INSTRUCTIONS TO FOLLOW: Determine how many lines in the material below contain the word "positive", and give that number without comment.

RECORDED DATA:
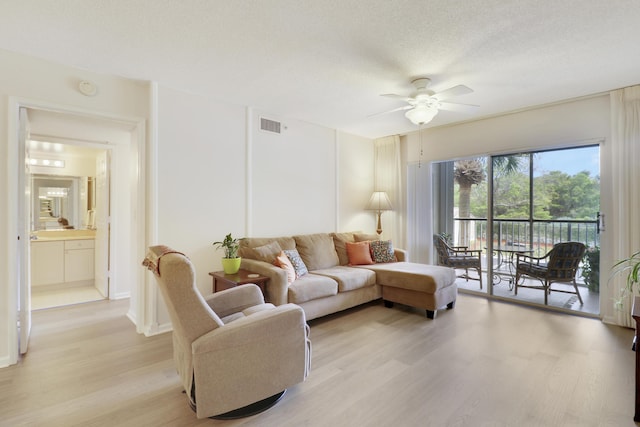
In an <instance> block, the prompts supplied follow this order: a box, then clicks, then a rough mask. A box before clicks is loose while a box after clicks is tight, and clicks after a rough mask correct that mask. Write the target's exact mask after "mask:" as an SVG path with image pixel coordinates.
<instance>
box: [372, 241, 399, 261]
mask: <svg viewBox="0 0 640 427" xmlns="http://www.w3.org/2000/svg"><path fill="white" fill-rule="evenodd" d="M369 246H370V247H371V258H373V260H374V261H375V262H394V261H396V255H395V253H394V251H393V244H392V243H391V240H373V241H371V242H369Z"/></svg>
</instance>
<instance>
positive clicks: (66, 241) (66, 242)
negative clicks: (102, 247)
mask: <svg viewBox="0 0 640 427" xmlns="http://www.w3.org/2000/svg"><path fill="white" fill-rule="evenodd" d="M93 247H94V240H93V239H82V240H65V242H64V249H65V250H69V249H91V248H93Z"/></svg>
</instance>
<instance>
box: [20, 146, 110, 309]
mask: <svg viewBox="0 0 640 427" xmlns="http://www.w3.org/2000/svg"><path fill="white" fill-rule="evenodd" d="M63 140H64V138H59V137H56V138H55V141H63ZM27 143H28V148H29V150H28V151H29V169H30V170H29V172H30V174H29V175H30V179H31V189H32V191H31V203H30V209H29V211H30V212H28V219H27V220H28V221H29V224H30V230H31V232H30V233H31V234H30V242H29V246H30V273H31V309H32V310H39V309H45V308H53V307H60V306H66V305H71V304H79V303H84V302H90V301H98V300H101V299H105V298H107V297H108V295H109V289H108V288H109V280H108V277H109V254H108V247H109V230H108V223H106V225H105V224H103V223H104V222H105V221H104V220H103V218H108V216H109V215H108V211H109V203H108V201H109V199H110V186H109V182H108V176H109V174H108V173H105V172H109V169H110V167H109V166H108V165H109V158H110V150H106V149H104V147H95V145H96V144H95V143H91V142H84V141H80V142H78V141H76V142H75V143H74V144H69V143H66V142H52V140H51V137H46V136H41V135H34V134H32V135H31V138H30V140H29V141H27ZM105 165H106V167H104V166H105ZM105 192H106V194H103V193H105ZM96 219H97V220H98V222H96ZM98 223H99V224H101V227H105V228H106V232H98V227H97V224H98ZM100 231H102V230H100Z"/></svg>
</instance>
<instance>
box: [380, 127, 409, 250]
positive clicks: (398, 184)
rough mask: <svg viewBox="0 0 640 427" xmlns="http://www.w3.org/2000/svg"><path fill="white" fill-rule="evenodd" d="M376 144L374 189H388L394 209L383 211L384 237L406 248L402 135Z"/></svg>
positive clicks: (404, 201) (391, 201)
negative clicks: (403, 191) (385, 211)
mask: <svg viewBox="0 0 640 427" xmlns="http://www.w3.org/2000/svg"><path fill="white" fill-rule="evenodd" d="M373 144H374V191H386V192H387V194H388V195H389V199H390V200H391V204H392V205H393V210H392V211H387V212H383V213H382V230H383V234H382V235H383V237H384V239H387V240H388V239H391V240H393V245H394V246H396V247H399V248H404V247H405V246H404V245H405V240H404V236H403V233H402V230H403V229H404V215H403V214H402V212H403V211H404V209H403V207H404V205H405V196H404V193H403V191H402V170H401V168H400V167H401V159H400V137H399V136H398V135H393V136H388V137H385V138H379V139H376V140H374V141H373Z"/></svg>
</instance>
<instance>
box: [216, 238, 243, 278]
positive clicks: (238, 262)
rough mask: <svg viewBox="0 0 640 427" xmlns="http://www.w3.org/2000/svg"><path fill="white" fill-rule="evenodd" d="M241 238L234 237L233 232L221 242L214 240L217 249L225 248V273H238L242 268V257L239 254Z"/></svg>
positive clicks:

ANSWER TO THIS TASK: 5